### [Prompt A]
Answer these questions about The Windermere Children review:
(i) Which two broadcasters co-produced the drama?
(ii) How many orphaned Jewish children were brought to Calgarth Estate in 1945?
(iii) What does psychologist Marie Paneth specialize in?
### [Prompt B]
From The Windermere Children review, list every actor named in parentheses, with the character each one plays.
### [Prompt C]
In The Windermere Children review, quote the passage from "The 90-minute film" to "Holocaust Remembrance Day.".

### [Excerpted text]
The Windermere Children review: True story of Jewish children orphaned by WWII is full of quietly devastating moments

4 stars

The Windermere Children (BBC2)

Pat Stacey

As if we weren’t already feeling enough despair at the state of US politics and society right now, the news last week that over half of American adults don’t know how many Jews died in the Holocaust was a shocking revelation.

Fifty-five percent of those surveyed gave wildly varying wrong answers, ranging from a million to 12 million. One in three said they weren’t sure or just didn’t bother to answer the question.

This wasn’t the limit of their ignorance. Sixty-seven percent thought the Holocaust took place as early as 1930 or as late as 1950. One in 10 people thought it happened between 1910 and 1930, while one in 100 thought it was some time between and 1950-1970. Eighteen percent declined to answer.

When you read statistics as profoundly depressing as these, it makes you grateful that European broadcasters, at least, still care enough about history to make programmes like The Windermere Children, a co-production between the BBC and Germany’s ZDF.

The 90-minute film drama, written by Bafta-nominated Simon Block, who penned 2015’s The Eichmann Show, about the fight to have Adolf Eichmann’s trial televised, was broadcast simultaneously in Britain and Germany last night to mark Holocaust Remembrance Day.

Block’s spare, understated screenplay and Michael Samuels’ unfussy direction combined to quietly heartbreaking effect in an account of one of the saddest, yet at the same time most uplifting, true stories to emerge from the nightmare of the Holocaust.

In 1945, after the end of the Second World War, 300 orphaned Jewish children, most of whom had seen their entire families slaughtered in the Nazi concentration camps, were brought to Calgarth Estate in Windermere in England’s Lake District to recuperate.

The operation, funded by charity donations, was the brainchild of Leonard Montefiore (Tim McInnerny), a kind-hearted if slightly stiff and awkward philanthropist. He secured the estate, which used to house workers when seaplanes were being built there during the war.

Montefiore is the organiser, but the ones who’ll be gently and compassionately trying to guide the children, some of whom have never known life outside the camps, back to some kind of normality are a team of professionals, led by gentle, patient German child psychologist Oscar Friedmann (Thomas Kretschmann).

Also on the team is psychologist Marie Paneth (Romola Garai), who specialises in art therapy and whose professional detachment crumbles when she sees the children are painting pictures full of darkness, horror and death.

### [Extracted entries]
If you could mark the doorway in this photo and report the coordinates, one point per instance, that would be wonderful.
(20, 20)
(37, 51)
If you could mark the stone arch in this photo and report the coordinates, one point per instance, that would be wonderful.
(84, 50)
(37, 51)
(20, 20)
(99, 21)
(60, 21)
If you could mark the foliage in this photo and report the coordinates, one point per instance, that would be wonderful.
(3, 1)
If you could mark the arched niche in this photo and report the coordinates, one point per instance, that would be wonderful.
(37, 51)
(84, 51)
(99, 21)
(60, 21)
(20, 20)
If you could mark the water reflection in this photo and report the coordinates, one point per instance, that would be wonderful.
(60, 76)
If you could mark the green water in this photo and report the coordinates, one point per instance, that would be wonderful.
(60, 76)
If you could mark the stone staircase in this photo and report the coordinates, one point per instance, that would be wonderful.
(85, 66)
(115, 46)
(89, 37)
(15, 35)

--

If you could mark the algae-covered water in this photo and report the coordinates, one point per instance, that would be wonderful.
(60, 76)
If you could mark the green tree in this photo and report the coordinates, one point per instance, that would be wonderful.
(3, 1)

### [Exercise result A]
(i) The BBC and Germany's ZDF
(ii) 300
(iii) Art therapy

### [Exercise result B]
- Tim McInnerny: Leonard Montefiore
- Thomas Kretschmann: Oscar Friedmann
- Romola Garai: Marie Paneth

### [Exercise result C]
The 90-minute film drama, written by Bafta-nominated Simon Block, who penned 2015’s The Eichmann Show, about the fight to have Adolf Eichmann’s trial televised, was broadcast simultaneously in Britain and Germany last night to mark Holocaust Remembrance Day.